**What is required:** Repeat every line below exactly as it reads.

**Data to process:**
************

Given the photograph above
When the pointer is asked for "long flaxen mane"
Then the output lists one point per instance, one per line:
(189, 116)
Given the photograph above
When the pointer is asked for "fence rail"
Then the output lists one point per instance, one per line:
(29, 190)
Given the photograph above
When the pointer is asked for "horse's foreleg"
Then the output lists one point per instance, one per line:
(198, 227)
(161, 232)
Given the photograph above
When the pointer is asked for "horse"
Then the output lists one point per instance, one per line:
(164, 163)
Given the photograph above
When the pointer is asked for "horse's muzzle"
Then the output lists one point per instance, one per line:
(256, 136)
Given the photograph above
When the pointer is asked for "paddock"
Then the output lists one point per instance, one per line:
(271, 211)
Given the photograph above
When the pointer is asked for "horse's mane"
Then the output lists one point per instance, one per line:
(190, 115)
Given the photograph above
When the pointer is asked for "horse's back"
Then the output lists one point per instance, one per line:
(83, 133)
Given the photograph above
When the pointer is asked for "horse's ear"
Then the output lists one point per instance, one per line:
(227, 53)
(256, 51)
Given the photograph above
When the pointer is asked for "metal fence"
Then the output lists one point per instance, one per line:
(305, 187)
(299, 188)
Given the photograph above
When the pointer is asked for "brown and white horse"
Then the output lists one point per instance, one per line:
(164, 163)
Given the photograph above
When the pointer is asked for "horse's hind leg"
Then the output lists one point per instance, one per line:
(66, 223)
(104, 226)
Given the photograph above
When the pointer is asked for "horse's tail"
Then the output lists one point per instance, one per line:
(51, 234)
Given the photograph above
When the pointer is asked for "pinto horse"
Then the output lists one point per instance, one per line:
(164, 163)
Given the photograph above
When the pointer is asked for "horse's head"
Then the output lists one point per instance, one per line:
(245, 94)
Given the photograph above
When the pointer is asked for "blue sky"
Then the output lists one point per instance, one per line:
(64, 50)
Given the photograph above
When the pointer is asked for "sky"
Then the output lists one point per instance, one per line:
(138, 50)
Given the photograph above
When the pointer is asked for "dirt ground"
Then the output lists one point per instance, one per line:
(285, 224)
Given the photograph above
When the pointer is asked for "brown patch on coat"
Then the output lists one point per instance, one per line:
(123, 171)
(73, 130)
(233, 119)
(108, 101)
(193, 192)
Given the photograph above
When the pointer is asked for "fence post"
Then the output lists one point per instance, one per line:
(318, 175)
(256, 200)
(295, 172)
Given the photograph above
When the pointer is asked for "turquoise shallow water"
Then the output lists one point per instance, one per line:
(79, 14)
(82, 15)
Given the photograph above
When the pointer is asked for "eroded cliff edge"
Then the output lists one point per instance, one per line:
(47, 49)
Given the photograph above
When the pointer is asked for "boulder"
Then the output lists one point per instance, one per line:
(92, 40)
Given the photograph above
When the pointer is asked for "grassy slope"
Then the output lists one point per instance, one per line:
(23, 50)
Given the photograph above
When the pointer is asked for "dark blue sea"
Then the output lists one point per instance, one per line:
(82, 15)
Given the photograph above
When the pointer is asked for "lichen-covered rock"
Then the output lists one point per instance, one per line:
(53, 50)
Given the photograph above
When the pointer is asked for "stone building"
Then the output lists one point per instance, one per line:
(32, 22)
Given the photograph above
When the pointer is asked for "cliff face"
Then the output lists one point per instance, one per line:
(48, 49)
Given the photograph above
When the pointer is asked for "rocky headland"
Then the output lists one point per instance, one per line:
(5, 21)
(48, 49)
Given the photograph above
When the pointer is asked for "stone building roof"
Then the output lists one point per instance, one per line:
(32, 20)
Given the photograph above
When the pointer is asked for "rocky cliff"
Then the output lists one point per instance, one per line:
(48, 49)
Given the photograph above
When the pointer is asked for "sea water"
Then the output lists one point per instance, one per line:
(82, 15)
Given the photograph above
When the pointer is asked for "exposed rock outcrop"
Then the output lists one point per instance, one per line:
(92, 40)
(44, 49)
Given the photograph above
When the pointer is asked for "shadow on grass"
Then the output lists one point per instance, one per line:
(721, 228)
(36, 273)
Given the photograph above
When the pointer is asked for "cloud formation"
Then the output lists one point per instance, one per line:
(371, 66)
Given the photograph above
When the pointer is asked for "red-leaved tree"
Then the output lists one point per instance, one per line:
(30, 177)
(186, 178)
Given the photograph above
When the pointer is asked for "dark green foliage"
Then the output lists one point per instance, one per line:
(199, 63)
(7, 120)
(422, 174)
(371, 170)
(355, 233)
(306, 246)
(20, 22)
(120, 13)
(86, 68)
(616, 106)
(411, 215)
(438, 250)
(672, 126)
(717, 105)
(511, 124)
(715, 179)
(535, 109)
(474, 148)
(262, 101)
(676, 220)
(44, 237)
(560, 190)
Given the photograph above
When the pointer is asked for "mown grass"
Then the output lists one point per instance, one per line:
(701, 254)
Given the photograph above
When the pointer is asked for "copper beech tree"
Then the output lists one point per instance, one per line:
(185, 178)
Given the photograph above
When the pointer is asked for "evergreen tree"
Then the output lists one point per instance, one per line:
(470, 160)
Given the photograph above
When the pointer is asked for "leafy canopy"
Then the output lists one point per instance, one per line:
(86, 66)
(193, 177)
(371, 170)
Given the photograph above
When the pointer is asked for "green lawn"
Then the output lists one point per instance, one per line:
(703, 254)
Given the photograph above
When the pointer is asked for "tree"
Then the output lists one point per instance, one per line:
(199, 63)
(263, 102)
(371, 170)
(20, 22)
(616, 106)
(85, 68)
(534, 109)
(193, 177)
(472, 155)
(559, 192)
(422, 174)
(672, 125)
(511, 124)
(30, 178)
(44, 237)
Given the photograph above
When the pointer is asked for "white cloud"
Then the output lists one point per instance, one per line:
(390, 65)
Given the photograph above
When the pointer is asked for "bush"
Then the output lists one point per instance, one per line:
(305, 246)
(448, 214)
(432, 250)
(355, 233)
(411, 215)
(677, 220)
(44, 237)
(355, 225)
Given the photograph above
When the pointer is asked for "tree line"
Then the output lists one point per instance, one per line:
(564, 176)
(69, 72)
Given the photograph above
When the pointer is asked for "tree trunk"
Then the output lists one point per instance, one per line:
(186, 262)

************

**Correct result:**
Given the photograph above
When the pointer is asked for "long flaxen mane"
Then the output lists one point per instance, one per line:
(189, 116)
Given the photograph above
When the pointer is asked for "fence rail"
Then the output lists one point per instance, one per line:
(29, 190)
Given the photograph above
When the pointer is asked for "horse's foreleg"
Then the output lists one point per instance, one per line:
(198, 227)
(161, 232)
Given the photograph above
When the pointer is asked for "horse"
Then the output lists one point per instance, one per line:
(164, 163)
Given the photograph above
When the pointer is asked for "horse's muzzle"
Then the output lists one point per instance, one per line:
(256, 136)
Given the photograph above
When the pointer is asked for "paddock"
Then the output lists one point per instance, one per line:
(271, 211)
Given the photograph above
When the pointer is asked for "horse's mane"
Then the output lists one point per instance, one per line:
(190, 115)
Given the photograph above
When the pointer is asked for "horse's back"
Then the output lists one point per instance, one per line:
(83, 133)
Given the photograph above
When the pointer is asked for "horse's ear"
Then the output lists one point per instance, one per line:
(227, 53)
(256, 51)
Given the photograph above
When the pointer is asked for "metal fence"
Then the output lists one point per instance, one per line:
(305, 187)
(299, 188)
Given the photograph above
When the pointer is asked for "brown and white horse"
Then the output lists one point per instance, one per line:
(164, 163)
Given the photograph above
When the pointer is asked for "horse's hind leg"
Then the output lists one point per instance, one per line:
(66, 223)
(104, 226)
Given the photograph above
When the pointer is asked for "horse's tail"
Then the output lists one point per instance, one per line:
(51, 234)
Given the photograph above
When the pointer is asked for "pinto horse"
Then the output lists one point per instance, one per line:
(164, 163)
Given the photograph above
When the pointer is asked for "horse's head"
Then the output lists one point per instance, one per line:
(245, 94)
Given the photograph above
When the pointer is asked for "blue sky"
Then the output lists one point per instance, one per line:
(64, 50)
Given the photograph above
When the pointer is asked for "sky"
Then the output lists one point per instance, one per line:
(138, 50)
Given the photograph above
When the pointer is asked for "dirt ground"
Then the output lists one point per instance, one per line:
(285, 224)
Given the photograph above
When the pointer is asked for "brown patch on coat"
Then the output lists one point per instance, one per line:
(123, 171)
(73, 130)
(233, 119)
(108, 101)
(193, 192)
Given the photograph above
When the pointer is asked for "fence post"
Then the output lists one point per instance, one per line:
(318, 175)
(256, 200)
(295, 172)
Given the photograph above
When the pointer is asked for "turquoise shallow water"
Then the output lists one point per instance, one per line:
(79, 14)
(82, 15)
Given the photograph above
When the pointer is asked for "eroded cliff edge"
Then the output lists one point per instance, one per line:
(47, 49)
Given the photograph above
When the pointer is asked for "boulder"
Then the output lists one point per instance, one per line:
(92, 40)
Given the photograph above
When the pointer is asked for "grassy slope"
Then the output lists one point per instance, one per line:
(23, 50)
Given the photograph above
When the pointer is asked for "dark blue sea"
Then the output lists one point per instance, one per line:
(82, 15)
Given the photograph above
When the pointer is asked for "lichen-covered rock"
Then the output lists one point per instance, one per line:
(53, 50)
Given the photograph above
When the pointer is asked for "stone building"
Then the output lists one point per instance, one per line:
(32, 22)
Given the photograph above
When the pointer is asked for "cliff face"
Then the output lists one point per instance, one per line:
(48, 49)
Given the photograph above
When the pointer is asked for "rocky headland"
Then the output lists one point per instance, one per line:
(5, 21)
(48, 49)
Given the photograph above
When the pointer is asked for "stone building roof"
Then the output lists one point per instance, one per line:
(32, 20)
Given the photograph above
When the pointer is asked for "rocky cliff"
Then the output lists one point per instance, one per line:
(48, 49)
Given the photograph above
When the pointer is asked for "sea water"
Then the output lists one point per instance, one per line:
(82, 15)
Given the photograph above
When the pointer is asked for "exposed rock outcrop"
Then the output lists one point per instance, one per line:
(92, 40)
(44, 49)
Given the photograph above
When the pointer is asked for "shadow on grass"
Then the output lists one point per instance, one per line:
(721, 228)
(36, 273)
Given the photograph above
When the pointer is asked for "cloud formation"
Then the output lists one point per instance, one per line:
(371, 66)
Given the photograph above
When the pointer is asked for "red-leaved tree"
Then the output lists one point per instance, one per line:
(30, 177)
(186, 178)
Given the photograph above
When the pointer is asked for "dark green foliage"
Then the output lists one point per instance, one per line:
(199, 63)
(7, 120)
(422, 174)
(371, 170)
(355, 233)
(306, 246)
(20, 22)
(120, 13)
(86, 68)
(616, 106)
(411, 215)
(438, 250)
(672, 126)
(717, 105)
(511, 124)
(715, 179)
(535, 109)
(474, 148)
(262, 101)
(676, 220)
(44, 237)
(560, 190)
Given the photograph above
When the pointer is asked for "mown grass"
Then the output lists one point per instance, one per line:
(701, 254)
Given the photograph above
When the pointer is asked for "copper beech tree"
Then the output lists one point per instance, one per line:
(185, 178)
Given the photograph above
When the pointer is asked for "evergreen tree"
Then the output lists one point per instance, one per line:
(470, 160)
Given the photograph above
When the pointer is asked for "leafy canopy"
Then the output lists one point per instance, one per line:
(86, 66)
(193, 177)
(371, 170)
Given the photograph above
When the pointer is asked for "green lawn"
Then the output lists one point per instance, one per line:
(703, 254)
Given the photograph above
When the pointer is asked for "tree"
Then the output lists one point per instance, one per line:
(199, 63)
(263, 102)
(371, 170)
(20, 22)
(616, 106)
(85, 68)
(534, 109)
(193, 177)
(472, 155)
(559, 192)
(422, 174)
(672, 125)
(511, 124)
(30, 178)
(44, 237)
Given the photograph above
When the pointer is asked for "white cloud"
Then the output lists one point per instance, one per line:
(390, 65)
Given the photograph above
When the pointer is asked for "bush"
Then the output lists one point per instance, one per line:
(305, 246)
(448, 214)
(432, 250)
(355, 233)
(411, 215)
(677, 220)
(44, 237)
(355, 225)
Given the photograph above
When the pointer is asked for "tree line"
Then the output lists one point per instance, one per line:
(564, 176)
(69, 72)
Given the photograph above
When the pointer is asked for "tree trunk"
Then the output lists one point per instance, one per line:
(186, 262)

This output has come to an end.